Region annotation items
****************
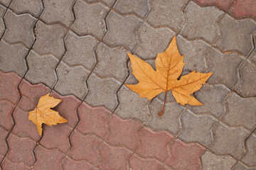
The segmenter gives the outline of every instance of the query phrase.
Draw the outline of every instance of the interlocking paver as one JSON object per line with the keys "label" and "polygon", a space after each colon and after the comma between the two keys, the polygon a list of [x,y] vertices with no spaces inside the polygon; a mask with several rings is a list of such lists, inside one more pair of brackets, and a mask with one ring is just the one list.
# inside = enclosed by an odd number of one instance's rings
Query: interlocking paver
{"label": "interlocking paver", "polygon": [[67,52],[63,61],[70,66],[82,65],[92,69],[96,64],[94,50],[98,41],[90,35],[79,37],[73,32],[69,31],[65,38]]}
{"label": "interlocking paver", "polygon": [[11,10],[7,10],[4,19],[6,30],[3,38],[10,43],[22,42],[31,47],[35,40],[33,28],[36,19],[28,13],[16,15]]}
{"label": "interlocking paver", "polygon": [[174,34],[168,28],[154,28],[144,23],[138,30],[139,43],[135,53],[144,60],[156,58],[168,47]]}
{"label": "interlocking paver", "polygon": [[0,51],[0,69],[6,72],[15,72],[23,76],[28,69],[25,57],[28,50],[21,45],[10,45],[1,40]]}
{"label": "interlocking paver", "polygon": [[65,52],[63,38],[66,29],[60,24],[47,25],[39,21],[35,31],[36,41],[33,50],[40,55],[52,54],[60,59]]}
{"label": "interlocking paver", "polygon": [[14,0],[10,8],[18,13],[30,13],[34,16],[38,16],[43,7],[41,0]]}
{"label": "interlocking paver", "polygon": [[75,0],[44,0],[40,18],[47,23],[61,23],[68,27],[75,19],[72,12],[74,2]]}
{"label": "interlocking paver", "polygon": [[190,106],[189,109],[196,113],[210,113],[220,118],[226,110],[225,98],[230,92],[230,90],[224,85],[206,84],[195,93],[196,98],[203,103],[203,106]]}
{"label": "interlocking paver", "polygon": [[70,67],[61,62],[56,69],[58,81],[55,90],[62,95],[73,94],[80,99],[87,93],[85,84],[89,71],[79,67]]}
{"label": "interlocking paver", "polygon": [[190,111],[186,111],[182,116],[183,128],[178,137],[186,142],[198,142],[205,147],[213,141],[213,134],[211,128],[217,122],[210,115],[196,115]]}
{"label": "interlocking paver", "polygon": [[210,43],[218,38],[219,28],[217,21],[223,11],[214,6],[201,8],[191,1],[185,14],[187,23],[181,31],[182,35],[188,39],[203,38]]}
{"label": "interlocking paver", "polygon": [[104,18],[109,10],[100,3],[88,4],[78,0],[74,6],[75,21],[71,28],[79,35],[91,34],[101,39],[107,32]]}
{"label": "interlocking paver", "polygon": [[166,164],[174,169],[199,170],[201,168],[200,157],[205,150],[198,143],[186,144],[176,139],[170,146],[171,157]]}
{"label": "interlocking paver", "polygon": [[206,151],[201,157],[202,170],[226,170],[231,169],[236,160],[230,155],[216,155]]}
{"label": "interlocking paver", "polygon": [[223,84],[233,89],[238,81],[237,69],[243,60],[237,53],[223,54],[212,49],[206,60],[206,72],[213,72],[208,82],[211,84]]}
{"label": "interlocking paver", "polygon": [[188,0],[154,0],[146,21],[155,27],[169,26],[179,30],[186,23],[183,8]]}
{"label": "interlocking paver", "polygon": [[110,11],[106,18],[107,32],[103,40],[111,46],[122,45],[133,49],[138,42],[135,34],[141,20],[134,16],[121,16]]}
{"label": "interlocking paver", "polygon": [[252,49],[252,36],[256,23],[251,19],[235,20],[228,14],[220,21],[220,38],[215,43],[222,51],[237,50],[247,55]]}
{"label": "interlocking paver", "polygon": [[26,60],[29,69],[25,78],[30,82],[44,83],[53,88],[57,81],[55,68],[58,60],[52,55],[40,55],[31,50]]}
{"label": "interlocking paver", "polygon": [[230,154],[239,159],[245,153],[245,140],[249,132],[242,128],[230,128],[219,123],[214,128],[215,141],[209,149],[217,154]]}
****************
(REQUIREMENTS): Can you print these lines exactly, leaving out the pictures?

(RESULT OF THE TASK):
The segmenter gives the outline of every instance of the query phrase.
Draw the outline of every instance of the interlocking paver as one JSON object per line with the keys "label" and "polygon", a space after each colon and after the comma between the two keys, the polygon a list of [x,y] vertices with no spaces inside the polygon; a mask with several rings is a list of such lists, inside one more pair of brackets, and a mask with one ring is just the one list.
# inside = enclosed by an odd number of one instance's rings
Query: interlocking paver
{"label": "interlocking paver", "polygon": [[67,52],[63,61],[70,66],[82,65],[92,69],[96,64],[94,50],[98,41],[90,35],[79,37],[73,32],[69,31],[65,38]]}
{"label": "interlocking paver", "polygon": [[11,10],[7,10],[4,19],[6,30],[3,38],[10,43],[22,42],[31,47],[35,40],[33,28],[36,19],[28,13],[16,15]]}
{"label": "interlocking paver", "polygon": [[174,34],[168,28],[154,28],[144,23],[138,30],[139,43],[135,53],[144,60],[156,58],[168,47]]}
{"label": "interlocking paver", "polygon": [[0,51],[0,69],[6,72],[15,72],[23,76],[28,69],[25,57],[28,50],[21,45],[10,45],[1,40]]}
{"label": "interlocking paver", "polygon": [[65,52],[63,38],[66,29],[60,24],[47,25],[39,21],[35,31],[36,41],[33,50],[40,55],[52,54],[60,59]]}
{"label": "interlocking paver", "polygon": [[14,0],[10,8],[18,13],[30,13],[34,16],[38,16],[43,7],[41,0]]}
{"label": "interlocking paver", "polygon": [[75,0],[44,0],[40,18],[47,23],[61,23],[68,27],[75,19],[72,12],[74,2]]}
{"label": "interlocking paver", "polygon": [[190,106],[189,109],[196,113],[210,113],[220,118],[226,110],[225,98],[230,92],[230,90],[224,85],[206,84],[195,93],[196,98],[203,103],[203,106]]}
{"label": "interlocking paver", "polygon": [[70,67],[61,62],[56,69],[58,81],[55,90],[62,95],[73,94],[80,99],[87,93],[85,84],[89,71],[79,67]]}
{"label": "interlocking paver", "polygon": [[190,111],[186,111],[182,116],[183,128],[178,137],[186,142],[198,142],[205,147],[213,141],[213,134],[211,128],[217,122],[210,115],[196,115]]}
{"label": "interlocking paver", "polygon": [[210,43],[218,38],[219,28],[217,21],[223,11],[214,6],[201,8],[191,1],[185,14],[187,23],[181,31],[182,35],[188,39],[203,38]]}
{"label": "interlocking paver", "polygon": [[104,18],[109,10],[100,3],[88,4],[78,0],[74,6],[75,21],[71,28],[79,35],[91,34],[101,39],[107,32]]}
{"label": "interlocking paver", "polygon": [[166,164],[174,169],[199,170],[201,168],[200,157],[205,150],[198,143],[186,144],[176,139],[170,146],[171,157]]}
{"label": "interlocking paver", "polygon": [[206,151],[201,157],[202,170],[226,170],[231,169],[236,160],[230,155],[216,155]]}
{"label": "interlocking paver", "polygon": [[223,84],[233,89],[238,81],[237,69],[243,60],[237,53],[223,54],[212,49],[206,60],[206,72],[213,72],[208,82],[211,84]]}
{"label": "interlocking paver", "polygon": [[188,0],[154,0],[146,21],[155,27],[169,26],[179,30],[186,23],[183,8]]}
{"label": "interlocking paver", "polygon": [[110,11],[106,18],[107,32],[103,40],[111,46],[122,45],[133,49],[138,42],[135,34],[141,20],[134,16],[121,16]]}
{"label": "interlocking paver", "polygon": [[252,49],[252,36],[256,23],[251,19],[235,20],[228,14],[220,21],[220,38],[215,43],[222,51],[237,50],[247,55]]}
{"label": "interlocking paver", "polygon": [[26,60],[29,69],[25,78],[30,82],[44,83],[53,88],[57,81],[55,68],[58,60],[52,55],[40,55],[31,50]]}
{"label": "interlocking paver", "polygon": [[230,154],[239,159],[245,153],[245,140],[249,132],[242,128],[230,128],[219,123],[214,128],[215,141],[209,149],[217,154]]}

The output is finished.